- 你的目标 -
修改下面的全部数据，把每一处“street lamp”换成“streetlight”，其余内容一律不变。

- 数据记录 -
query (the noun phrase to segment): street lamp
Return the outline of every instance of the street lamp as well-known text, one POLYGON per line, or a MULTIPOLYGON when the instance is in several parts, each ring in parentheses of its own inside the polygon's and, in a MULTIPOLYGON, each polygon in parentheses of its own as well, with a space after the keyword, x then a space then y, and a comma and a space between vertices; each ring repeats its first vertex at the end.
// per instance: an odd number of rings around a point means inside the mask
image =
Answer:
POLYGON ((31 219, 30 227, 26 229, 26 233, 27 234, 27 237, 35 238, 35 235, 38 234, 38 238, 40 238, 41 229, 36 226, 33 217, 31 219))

- 本题结果 -
query (the noun phrase to segment): streetlight
Return the outline of every instance of the streetlight as well-known text, one POLYGON per line, or a MULTIPOLYGON when the instance is in several parts, each ring in parentheses of its own inside the polygon's and, in a MULTIPOLYGON, each polygon in parentheses of its own as well, with a space after the keyword, x then a space then y, and a comma and a space between vertices; each ring repeats its first vertex at the end.
// per instance: an odd number of rings around a point means inside the mask
image =
Answer:
POLYGON ((31 219, 30 227, 26 229, 26 233, 27 234, 27 237, 35 238, 35 235, 38 234, 38 238, 40 238, 41 229, 36 226, 33 217, 31 219))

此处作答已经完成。